===== VORLIEGENDER TEXT =====

Auch intern sieht es schlecht aus in den Reihen der Neogaullisten. 20 Jahre nach der Gründung der Partei – der Chirac bis vor zwei Jahren vorstand, und die seither von Juppé präsidiert wird – fallen ihre Mitglieder wieder in alter Manier übereinander her. Der Graben verläuft zwischen Europafreunden wie Juppé und Europaskeptikern wie dem einstigen Innenminister Charles Pasqua und dem gegenwärtigen Parlamentspräsidenten Philippe Seguin, der lange als potentieller nächster Premierminister galt. Unverholen sprechen neogaullistische Parlamentsmitglieder von der Untauglichkeit Juppés in der Regierung. Bei wichtigen Abstimmungen allerdings folgen sie weiterhin dem Finger aus dem Élysée-Palast, der bisher noch auf Juppé zeigt.
Von außen beschießt die Justiz die Partei. Gegen mehrere Spitzenmitglieder laufen Ermittlungsverfahren. Die jüngsten – und für Chirac bittersten – richten sich gegen zwei prominente Damen. Die eine heißt Louise-Yvonne Casetta. Bis vor kurzem war sie Vize-Finanzdirektorin der RPR und sorgte – so die Richter – dafür, daß große Aufträge an Firmen vergeben wurden, die bereit waren, ein ordentliches Schmiergeld in die Parteikassen zu zahlen. Die andere heißt Xavière Tiberi und ist die Gattin von Jean, seines Zeichens Nachfolger von Chirac als Pariser Bürgermeister. Sie soll – vermittelt und ausgehandelt von ihrem Gatten – 200.000 Franc (ca. 60.000 Mark) für einen fiktiven Untersuchungsbericht an einen befreundeten RPR-Politiker kassiert haben. Gegen ihren Gatten Jean wird – noch – nicht ermittelt. Ihn lachen die Franzosen einfach aus, seit er einen Helikopter in den Himalaja schickte, um von dort einen Richter zu holen, dessen Untergebener Ermittlungen gegen den „Bürgermeister der schönsten Stadt der Welt“ begonnen hatte.

===== EINTRÄGE =====

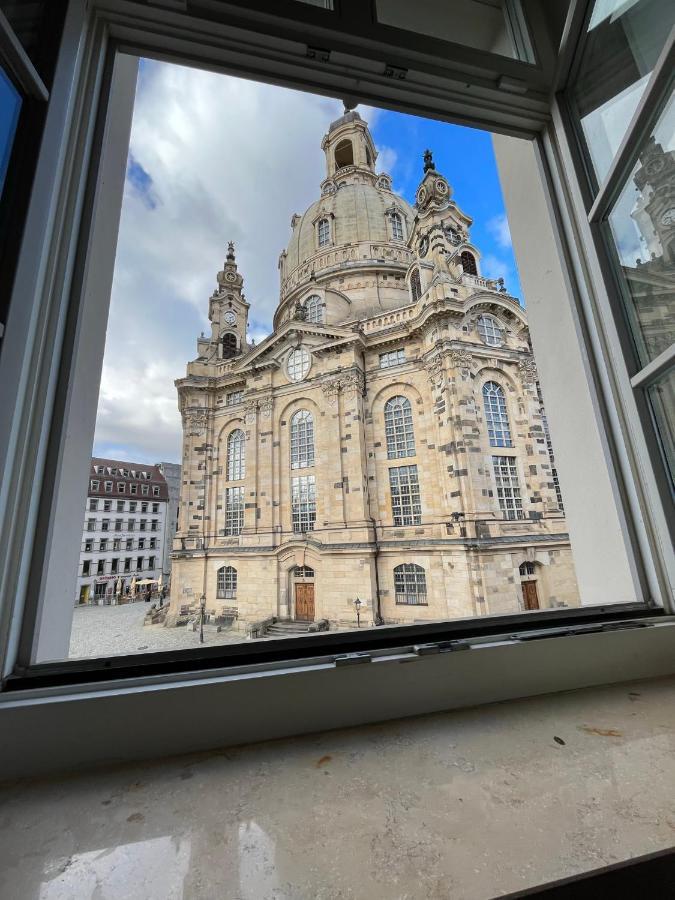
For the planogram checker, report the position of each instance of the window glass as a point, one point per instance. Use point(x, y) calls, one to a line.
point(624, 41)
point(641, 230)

=====
===== EINTRÄGE =====

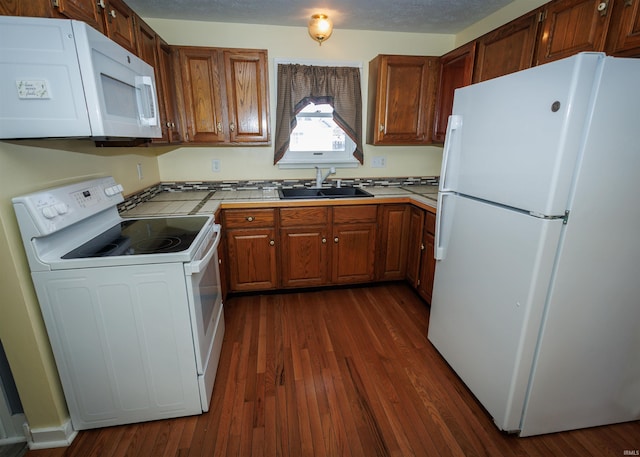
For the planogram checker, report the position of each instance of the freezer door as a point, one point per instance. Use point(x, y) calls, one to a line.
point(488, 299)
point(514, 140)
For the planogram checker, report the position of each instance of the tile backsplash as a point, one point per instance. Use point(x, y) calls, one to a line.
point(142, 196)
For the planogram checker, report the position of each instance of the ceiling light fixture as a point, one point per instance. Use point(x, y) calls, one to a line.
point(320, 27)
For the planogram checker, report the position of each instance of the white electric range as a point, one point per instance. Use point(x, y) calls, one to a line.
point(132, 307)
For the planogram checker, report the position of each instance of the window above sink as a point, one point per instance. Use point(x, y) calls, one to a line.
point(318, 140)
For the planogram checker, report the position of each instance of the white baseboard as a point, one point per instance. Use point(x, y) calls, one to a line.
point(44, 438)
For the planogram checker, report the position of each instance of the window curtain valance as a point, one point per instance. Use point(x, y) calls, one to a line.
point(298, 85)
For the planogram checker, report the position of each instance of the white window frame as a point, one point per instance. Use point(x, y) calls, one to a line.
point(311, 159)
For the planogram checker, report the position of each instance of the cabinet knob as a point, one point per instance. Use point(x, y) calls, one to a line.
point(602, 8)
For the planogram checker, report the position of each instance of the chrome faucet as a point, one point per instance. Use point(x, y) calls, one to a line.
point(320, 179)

=====

## ZIELE
a. Nenne alle Personen, die im Text über die Neogaullisten mit Namen genannt werden, in der Reihenfolge ihres ersten Auftretens.
b. Schreibe aus dem Text über die Neogaullisten den Abschnitt wörtlich ab, der mit den Worten „Auch intern sieht“ beginnt, und höre nach den Worten „auf Juppé zeigt.“ auf.

## VOLLSTÄNDIGE ANTWORTEN
a. Chirac, Juppé, Charles Pasqua, Philippe Seguin, Louise-Yvonne Casetta, Xavière Tiberi, Jean

b.
Auch intern sieht es schlecht aus in den Reihen der Neogaullisten. 20 Jahre nach der Gründung der Partei – der Chirac bis vor zwei Jahren vorstand, und die seither von Juppé präsidiert wird – fallen ihre Mitglieder wieder in alter Manier übereinander her. Der Graben verläuft zwischen Europafreunden wie Juppé und Europaskeptikern wie dem einstigen Innenminister Charles Pasqua und dem gegenwärtigen Parlamentspräsidenten Philippe Seguin, der lange als potentieller nächster Premierminister galt. Unverholen sprechen neogaullistische Parlamentsmitglieder von der Untauglichkeit Juppés in der Regierung. Bei wichtigen Abstimmungen allerdings folgen sie weiterhin dem Finger aus dem Élysée-Palast, der bisher noch auf Juppé zeigt.